# Tarefa 1:
Disponha como CSV de duas colunas, enunciado e resposta, somente o trecho da listagem entre as linhas que contêm "Should you be willing to segment every instance of the yellow" e "M 233 54 L 236", inclusive. Cada enunciado deve ocupar uma linha do CSV, com o enunciado e sua resposta em campos entre aspas e as quebras de linha trocadas por espaços.

# Documento de origem:
Nas cidades o trabalho feminino teve muita importância na vida econômica. O excedente feminino da aristocracia era relegado aos conventos e o das camadas inferiores era relegado ao mundo do trabalho. A moça quando solteira ajudava os pais. Casada ajudava o marido, viúva trabalhava sozinha para sobreviver. Executava tarefas ao lado dos homens nas oficinas artesanais. A esposa do mestre era responsável pela supervisão das aprendizes, quando acabava o período de aprendizagem as moças ganhavam um oficio de onde podiam tirar o seu sustento. Os ofícios de fiação eram essencialmente femininos. Várias profissões ligadas à indústria do vestuário foram dominadas pelas mulheres.

As senhoras feudais enfrentaram muitas dificuldades na administração de suas posses, pois tiveram que sustentar pesados processos judiciais contra os homens para garantirem seus direitos. Em um ambiente em que o uso da força era a melhor forma para garantirem seus direitos, as mulheres tiveram que se adaptar às circunstâncias. Precisavam, ainda, demonstrar autoridade suficiente para evitar a rebeldia dos vassalos e impedir os ataques vizinhos ambiciosos.

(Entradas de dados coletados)
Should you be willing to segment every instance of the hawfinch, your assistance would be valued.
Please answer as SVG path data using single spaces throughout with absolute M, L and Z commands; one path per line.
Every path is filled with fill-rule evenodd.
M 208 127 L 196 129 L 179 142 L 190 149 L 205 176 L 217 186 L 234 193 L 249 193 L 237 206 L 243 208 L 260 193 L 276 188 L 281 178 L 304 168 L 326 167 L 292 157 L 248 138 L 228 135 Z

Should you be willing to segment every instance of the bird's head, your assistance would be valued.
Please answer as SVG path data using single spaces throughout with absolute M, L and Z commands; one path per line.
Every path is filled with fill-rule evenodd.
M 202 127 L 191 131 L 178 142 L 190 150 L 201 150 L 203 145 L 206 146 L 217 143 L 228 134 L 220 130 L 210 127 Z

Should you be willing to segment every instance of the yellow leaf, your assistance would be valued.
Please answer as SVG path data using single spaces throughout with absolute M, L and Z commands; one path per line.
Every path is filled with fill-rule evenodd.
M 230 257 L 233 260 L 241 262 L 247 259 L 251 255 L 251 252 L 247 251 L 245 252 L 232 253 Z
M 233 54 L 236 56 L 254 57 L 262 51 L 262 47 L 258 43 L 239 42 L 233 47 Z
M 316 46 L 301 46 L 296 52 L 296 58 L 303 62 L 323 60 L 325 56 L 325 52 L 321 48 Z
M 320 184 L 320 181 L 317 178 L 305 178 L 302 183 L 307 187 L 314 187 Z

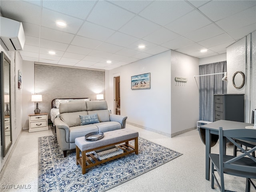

# Tarefa 2:
Prossiga com o texto sobre o papel das mulheres na sociedade feudal a partir do ponto em que ele termina.

# Resposta do exercício 1:
enunciado,resposta
"Should you be willing to segment every instance of the yellow leaf, your assistance would be valued. Please answer as SVG path data using single spaces throughout with absolute M, L and Z commands; one path per line. Every path is filled with fill-rule evenodd.","M 230 257 L 233 260 L 241 262 L 247 259 L 251 255 L 251 252 L 247 251 L 245 252 L 232 253 Z M 233 54 L 236 56 L 254 57 L 262 51 L 262 47 L 258 43 L 239 42 L 233 47 Z"

# Resposta do exercício 2:
Uma questão interessante era a da prostituição. A prostituição, na verdade, foi sempre ambígua, considerada um “mal necessário”. Em última instância, a prostituição, imoral, colaborava para a sanidade da sociedade. Havia um pensamento entre clérigos de que a prostituição resolvia o problema dos jovens. Segundo esse pensamento, a difusão da prostituição em meio urbano diminuiria a turbulência característica desse grupo. O recurso aos “casarões noturnos” diminuiria assim a possibilidade de estupros, arruaças e violências generalizadas cometidas pelas agremiações juvenis e poderia resolver também o problema da homossexualidade masculina.  Continuando a linha desse pensamento, a prostituição servia ainda de remédio às fraquezas dos clérigos diante dos prazeres da carne. Portanto,  de pernicioso aos olhos dos moralistas, pela garantia da moralidade pública, o meretrício, mais que tolerado, foi estimulado. Entretanto as “marcadoras do prazer” jamais foram bem vistas. Pelo contrário, era preciso afastá-las das “pessoas de bem”.

A implantação, sedimentação e sobreposição do cristianismo nas "sociedades bárbaras" teve grande apoio da devoção e religiosidade de mulheres aristocráticas e não é de se admirar o elevado número de mulheres santificadas. Os nomes de muitas piedosas foram associados ao desenvolvimento do culto cristão.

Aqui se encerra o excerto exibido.